Tâches à réaliser
**1)** D'après le texte sur l'ARN interférence, que contient la construction intégrée dans les cellules utilisées pour le crible ?
**2)** Selon le texte sur l'ARN interférence, pourquoi l'ablation transitoire « non chronique » d'un facteur de transcription est-elle avantageuse ? Répondez en une à trois phrases.
**3)** Reprenez s'il vous plaît le texte sur l'ARN interférence à la suite de sa dernière phrase.

-------- Texte à lire --------

Pour compléter l’étude d’un réseau, l’ARN interférence à haut débit appliquée à l’ablation systématique de chaque nœud d’un réseau est une méthode de choix. Elle permet en effet de tester la robustesse d’un réseau et définir ainsi les nœuds qui stabilisent, ou au contraire, sensibilisent le réseau. L’ARN interférence a beaucoup d’avantages par rapport aux méthodes conventionnelles utilisées pour supprimer l’expression d’un gène [ 12, 13, 19]. Elle est adaptable au crible à haut débit et l’ablation transitoire « non chronique » d’un facteur de transcription peut permettre d’éviter les phénomènes compensatoires, les redondances fonctionnelles, que l’on observe parfois chez les souris knock-out. Les puces à siARN que nous développons dans notre laboratoire [ 14, 15] permettent par exemple d’étudier tous les gènes qui régulent l’activité d’un promoteur grâce à une extinction systématique de tous les gènes humains pouvant contrôler la régulation de l’expression de ce gène d’intérêt. Le principe de l’étude est d’utiliser des cellules ayant intégré une construction contenant le promoteur du gène X fusionné à un gène rapporteur, afin de cribler les gènes activateurs ou répresseurs de la transcription du gène X (Figure 2A). Pour réaliser ce crible à haut débit, nous avons développé une puce à siARN permettant de transfecter des cellules simultanément avec des milliers de siARN et d’analyser l’influence de chaque siARN sur cette construction utilisée comme « rapporteur » (Figure 2B).

-------- Jeu de données --------

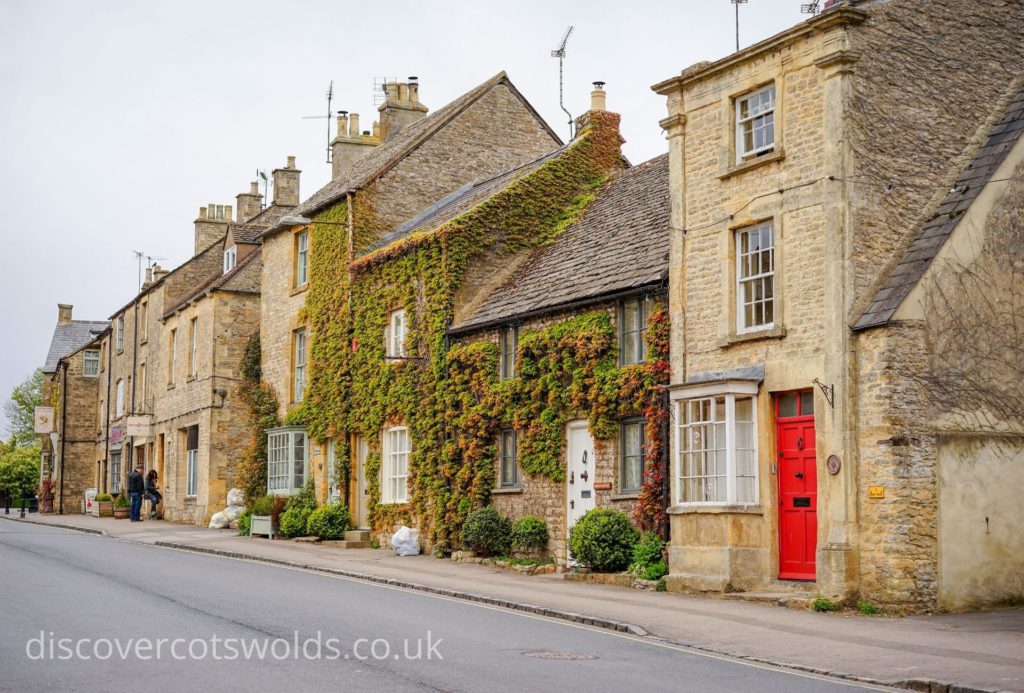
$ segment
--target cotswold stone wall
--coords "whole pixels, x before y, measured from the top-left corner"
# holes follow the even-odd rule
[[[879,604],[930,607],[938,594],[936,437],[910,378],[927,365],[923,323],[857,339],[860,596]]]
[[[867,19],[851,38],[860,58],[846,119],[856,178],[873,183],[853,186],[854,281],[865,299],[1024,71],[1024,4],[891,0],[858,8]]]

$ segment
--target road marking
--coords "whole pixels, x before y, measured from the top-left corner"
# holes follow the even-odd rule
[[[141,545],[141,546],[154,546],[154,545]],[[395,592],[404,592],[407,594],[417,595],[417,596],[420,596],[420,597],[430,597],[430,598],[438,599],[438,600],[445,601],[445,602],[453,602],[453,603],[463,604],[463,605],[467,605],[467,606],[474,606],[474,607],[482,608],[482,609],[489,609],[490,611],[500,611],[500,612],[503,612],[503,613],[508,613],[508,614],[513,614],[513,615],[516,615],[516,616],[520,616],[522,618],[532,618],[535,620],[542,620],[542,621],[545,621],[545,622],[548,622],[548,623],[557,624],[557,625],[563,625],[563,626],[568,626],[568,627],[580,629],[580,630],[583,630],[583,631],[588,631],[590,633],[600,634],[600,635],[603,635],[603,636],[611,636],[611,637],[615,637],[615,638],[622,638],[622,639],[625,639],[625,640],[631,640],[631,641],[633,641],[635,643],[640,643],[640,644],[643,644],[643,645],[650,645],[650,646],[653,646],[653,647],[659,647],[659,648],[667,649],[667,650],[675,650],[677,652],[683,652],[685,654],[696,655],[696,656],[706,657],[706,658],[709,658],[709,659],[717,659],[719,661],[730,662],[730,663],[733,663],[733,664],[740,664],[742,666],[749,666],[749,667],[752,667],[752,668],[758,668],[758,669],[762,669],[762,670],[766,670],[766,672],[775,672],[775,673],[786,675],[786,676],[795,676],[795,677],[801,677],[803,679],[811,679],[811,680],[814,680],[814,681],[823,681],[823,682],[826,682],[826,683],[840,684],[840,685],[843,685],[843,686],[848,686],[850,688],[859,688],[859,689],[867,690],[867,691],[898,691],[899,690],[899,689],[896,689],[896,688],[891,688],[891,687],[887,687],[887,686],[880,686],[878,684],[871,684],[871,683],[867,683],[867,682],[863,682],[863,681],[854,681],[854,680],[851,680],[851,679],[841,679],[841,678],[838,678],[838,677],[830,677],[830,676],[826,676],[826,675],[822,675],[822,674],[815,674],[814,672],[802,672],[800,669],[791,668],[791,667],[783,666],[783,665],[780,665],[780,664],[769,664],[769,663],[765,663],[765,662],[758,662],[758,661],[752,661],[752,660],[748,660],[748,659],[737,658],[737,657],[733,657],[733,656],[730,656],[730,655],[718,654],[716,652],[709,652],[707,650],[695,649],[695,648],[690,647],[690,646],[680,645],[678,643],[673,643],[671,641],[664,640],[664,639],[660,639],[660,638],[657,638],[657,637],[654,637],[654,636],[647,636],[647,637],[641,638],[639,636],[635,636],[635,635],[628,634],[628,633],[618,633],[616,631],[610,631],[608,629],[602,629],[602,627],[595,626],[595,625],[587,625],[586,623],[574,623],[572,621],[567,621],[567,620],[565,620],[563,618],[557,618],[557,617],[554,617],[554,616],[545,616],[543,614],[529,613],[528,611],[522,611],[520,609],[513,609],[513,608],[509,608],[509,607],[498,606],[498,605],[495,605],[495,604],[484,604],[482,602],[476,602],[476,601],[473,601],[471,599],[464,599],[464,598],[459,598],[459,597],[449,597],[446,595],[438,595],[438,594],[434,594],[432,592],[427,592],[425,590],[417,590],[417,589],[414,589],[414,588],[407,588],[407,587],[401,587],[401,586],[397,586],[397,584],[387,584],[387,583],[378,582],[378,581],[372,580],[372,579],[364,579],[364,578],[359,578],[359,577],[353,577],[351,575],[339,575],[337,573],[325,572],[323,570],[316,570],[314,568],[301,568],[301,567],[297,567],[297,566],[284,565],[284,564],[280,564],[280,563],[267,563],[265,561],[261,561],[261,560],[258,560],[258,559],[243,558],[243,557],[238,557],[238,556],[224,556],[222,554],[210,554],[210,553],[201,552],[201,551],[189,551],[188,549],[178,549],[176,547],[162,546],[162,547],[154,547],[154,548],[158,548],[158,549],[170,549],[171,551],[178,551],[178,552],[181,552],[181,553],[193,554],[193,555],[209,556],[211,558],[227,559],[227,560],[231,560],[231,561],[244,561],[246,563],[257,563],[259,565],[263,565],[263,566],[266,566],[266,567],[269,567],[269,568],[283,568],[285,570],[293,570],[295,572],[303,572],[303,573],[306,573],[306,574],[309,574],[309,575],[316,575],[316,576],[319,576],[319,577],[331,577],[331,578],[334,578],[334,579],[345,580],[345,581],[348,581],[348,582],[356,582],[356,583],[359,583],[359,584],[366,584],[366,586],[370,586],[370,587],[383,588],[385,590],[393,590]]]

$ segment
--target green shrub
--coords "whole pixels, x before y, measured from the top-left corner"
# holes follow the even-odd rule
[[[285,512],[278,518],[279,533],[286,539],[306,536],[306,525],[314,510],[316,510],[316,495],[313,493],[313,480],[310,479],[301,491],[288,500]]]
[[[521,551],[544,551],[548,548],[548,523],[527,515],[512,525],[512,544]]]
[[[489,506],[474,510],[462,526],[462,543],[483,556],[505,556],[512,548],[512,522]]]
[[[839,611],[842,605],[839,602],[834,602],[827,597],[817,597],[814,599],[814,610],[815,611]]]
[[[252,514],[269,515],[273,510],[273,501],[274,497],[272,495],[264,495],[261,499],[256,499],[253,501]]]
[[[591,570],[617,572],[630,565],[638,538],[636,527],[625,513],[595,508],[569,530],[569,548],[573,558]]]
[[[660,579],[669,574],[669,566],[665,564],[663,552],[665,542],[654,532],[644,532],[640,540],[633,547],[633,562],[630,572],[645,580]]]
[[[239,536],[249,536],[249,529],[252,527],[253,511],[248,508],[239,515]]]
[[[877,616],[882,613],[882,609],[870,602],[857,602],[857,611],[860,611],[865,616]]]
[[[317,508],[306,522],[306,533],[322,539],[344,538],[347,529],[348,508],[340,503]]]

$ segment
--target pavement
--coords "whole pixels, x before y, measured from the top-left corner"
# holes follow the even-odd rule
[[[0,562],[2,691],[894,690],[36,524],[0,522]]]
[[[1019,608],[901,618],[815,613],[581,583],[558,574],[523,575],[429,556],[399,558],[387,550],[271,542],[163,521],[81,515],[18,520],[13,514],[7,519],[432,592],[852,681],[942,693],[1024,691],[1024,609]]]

--------
-------- Jeu de données --------

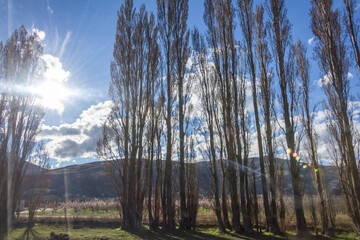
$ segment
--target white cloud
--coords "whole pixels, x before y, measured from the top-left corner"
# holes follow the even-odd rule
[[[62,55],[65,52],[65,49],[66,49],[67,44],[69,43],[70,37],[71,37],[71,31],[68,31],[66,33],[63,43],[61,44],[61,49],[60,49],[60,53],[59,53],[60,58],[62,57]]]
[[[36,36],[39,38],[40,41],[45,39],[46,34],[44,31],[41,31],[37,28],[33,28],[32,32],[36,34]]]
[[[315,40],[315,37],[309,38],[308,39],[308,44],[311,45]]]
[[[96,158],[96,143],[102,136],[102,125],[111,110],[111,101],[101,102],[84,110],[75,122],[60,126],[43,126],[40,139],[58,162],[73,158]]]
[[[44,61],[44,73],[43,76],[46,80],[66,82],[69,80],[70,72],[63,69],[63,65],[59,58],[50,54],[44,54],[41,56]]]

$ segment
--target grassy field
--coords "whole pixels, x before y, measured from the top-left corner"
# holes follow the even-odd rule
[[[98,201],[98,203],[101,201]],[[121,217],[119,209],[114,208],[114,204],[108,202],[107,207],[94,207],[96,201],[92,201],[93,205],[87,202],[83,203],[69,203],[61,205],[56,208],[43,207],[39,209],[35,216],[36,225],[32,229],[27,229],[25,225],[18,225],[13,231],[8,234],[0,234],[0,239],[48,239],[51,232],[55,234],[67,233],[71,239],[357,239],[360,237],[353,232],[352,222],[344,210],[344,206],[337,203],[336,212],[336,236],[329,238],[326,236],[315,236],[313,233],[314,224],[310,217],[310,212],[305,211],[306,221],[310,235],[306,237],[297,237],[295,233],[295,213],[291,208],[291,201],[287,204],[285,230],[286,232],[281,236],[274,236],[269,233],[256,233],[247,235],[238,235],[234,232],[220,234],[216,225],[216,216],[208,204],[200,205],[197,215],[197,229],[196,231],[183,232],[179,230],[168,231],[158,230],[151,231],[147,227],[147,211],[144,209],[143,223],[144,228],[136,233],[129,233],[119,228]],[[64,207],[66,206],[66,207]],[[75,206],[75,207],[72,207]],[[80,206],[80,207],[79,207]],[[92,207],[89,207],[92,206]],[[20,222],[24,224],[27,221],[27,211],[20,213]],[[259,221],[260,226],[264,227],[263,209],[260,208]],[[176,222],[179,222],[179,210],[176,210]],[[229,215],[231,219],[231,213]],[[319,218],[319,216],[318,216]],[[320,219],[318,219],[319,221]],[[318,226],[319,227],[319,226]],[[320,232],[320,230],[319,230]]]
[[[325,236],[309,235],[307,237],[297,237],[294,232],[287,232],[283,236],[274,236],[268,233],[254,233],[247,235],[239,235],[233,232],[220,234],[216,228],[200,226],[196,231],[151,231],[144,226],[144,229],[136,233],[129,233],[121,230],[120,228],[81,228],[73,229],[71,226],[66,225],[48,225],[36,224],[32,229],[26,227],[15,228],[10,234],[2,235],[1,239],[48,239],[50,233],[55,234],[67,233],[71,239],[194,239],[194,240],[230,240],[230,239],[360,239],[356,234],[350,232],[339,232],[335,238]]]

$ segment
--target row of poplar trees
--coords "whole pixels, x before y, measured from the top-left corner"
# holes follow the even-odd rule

--------

Corrigé des activités
**1)** Le promoteur du gène X fusionné à un gène rapporteur.

**2)** Elle peut permettre d'éviter les phénomènes compensatoires et les redondances fonctionnelles que l'on observe parfois chez les souris knock-out.

**3)**
L’extinction de gènes nous sert également à comparer les profils d’expression et les cibles identifiés par ChIP on chip dans des cellules sauvages pour le facteur de transcription considéré et dans des cellules dans lesquelles l’expression de ce facteur de transcription a été drastiquement réduite. À partir de ces mêmes cellules nous analysons les phénotypes pertinents par rapport à la question biologique initialement posée, prolifération ou différenciation par exemple. À partir de la connaissance de la topologie du réseau et de sa dynamique, des prédictions sur le phénotype peuvent même être faites et vérifiées expérimentalement.

Conclusion

Même si les réseaux de régulation transcriptionnelle restent excessivement complexes à étudier, des technologies et des stratégies expérimentales se mettent en place, pas à pas, pour inférer leur topologie et étudier leur dynamique. L’objectif à très long terme serait de pouvoir prédire « l’attracteur » d’un réseau, c’est-à-dire son prochain état stable en réponse à une perturbation (Encadré 2). Cela pourrait être, par exemple, la caractérisation des réseaux de régulation transcriptionnelle mis en place au cours de l’initiation et de la progression tumorales. Comprendre ces réseaux permettrait peut-être de pouvoir un jour les rediriger vers « l’attracteur » de notre choix et de limiter l’initiation ou la progression tumorales.